**YOUR INSTRUCTIONS**: Count how many lines in the entries below contain the string "every", matching case exactly, and reply with the number alone.

»»

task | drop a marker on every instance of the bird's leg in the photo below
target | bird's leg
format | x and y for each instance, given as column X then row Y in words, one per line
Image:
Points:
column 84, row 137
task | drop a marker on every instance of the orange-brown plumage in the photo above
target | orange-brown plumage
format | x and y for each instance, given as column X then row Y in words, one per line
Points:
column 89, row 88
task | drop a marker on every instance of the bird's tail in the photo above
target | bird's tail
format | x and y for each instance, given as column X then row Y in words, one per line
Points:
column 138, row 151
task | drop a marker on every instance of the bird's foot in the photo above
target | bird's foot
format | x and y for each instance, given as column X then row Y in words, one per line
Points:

««
»»

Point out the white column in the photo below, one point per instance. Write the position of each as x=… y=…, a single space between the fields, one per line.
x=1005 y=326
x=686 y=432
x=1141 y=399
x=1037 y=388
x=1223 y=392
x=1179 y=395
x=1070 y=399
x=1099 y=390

««

**EXPECTED ANSWER**: 4